__SHORT TASK__
Repeat verbatim every line of the material, beginning at the line that holds "Reviewer note: verify that every instance of the white paper" and ending at its last line.

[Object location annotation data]
- - - -

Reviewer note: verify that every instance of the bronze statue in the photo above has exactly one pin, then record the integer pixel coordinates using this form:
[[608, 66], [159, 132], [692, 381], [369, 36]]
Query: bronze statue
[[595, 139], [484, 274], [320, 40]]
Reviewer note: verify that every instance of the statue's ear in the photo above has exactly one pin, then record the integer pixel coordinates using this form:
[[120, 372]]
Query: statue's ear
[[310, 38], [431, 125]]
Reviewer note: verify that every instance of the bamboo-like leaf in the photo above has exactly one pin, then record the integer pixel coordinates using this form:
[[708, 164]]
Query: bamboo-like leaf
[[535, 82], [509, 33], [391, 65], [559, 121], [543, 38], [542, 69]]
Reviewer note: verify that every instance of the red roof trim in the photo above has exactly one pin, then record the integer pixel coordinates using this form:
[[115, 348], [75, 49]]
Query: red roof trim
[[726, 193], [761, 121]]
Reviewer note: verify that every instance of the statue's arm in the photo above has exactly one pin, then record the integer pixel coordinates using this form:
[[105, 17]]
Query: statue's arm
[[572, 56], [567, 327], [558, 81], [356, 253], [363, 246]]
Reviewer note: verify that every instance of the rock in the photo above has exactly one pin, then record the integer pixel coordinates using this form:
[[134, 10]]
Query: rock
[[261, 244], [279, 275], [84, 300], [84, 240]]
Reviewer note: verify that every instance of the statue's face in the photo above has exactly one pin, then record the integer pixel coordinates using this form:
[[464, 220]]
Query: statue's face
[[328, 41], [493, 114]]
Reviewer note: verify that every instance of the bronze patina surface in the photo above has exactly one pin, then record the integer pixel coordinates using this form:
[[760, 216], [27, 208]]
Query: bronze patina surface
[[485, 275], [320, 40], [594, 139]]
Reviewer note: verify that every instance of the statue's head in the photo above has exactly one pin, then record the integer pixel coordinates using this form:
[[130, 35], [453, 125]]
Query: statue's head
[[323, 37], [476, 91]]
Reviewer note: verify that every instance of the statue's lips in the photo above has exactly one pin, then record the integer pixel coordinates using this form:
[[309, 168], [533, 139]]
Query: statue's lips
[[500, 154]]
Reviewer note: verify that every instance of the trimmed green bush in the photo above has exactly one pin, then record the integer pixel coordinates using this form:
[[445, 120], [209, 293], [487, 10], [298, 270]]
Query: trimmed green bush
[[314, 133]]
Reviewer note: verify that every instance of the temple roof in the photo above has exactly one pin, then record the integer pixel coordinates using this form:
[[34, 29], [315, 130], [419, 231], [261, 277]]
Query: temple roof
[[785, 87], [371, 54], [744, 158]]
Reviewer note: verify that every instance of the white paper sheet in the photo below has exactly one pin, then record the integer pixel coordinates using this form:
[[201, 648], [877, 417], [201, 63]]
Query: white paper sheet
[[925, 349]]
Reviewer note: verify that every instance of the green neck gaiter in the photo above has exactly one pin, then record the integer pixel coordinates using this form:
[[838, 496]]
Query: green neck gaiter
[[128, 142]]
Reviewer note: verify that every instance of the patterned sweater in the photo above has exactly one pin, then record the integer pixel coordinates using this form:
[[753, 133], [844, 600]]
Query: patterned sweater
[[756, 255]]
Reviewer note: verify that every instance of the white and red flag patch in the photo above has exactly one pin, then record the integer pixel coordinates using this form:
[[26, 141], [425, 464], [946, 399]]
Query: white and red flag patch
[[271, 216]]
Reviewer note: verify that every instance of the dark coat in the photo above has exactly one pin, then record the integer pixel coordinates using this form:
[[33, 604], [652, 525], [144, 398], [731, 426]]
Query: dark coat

- - - -

__REPLY__
Reviewer note: verify that every instance of the white paper sheet in the photo below has exactly one pin, then record the integer pixel coordinates using this form:
[[201, 648], [877, 417], [201, 63]]
Query: white paper sheet
[[925, 349]]
Reviewer note: verify that every instance of the green neck gaiter in the photo above has exactly one pin, then record the integer pixel coordinates using this form:
[[838, 496]]
Query: green neck gaiter
[[128, 142]]
Reviewer note: verify that every instance of the patterned sweater in the photo above has exactly one pin, then record the integer pixel coordinates using this form:
[[753, 133], [844, 600]]
Query: patterned sweater
[[756, 255]]
Reviewer note: verify that every instance of the white and red flag patch in the photo above has exactly one pin, then record the integer pixel coordinates using this form:
[[26, 141], [425, 464], [946, 399]]
Query: white and red flag patch
[[271, 216]]
Reviewer note: verify that every instance of the dark coat in the photo above has exactly one pin, then record the integer pixel coordinates using this form:
[[33, 604], [652, 525], [144, 398], [731, 426]]
Query: dark coat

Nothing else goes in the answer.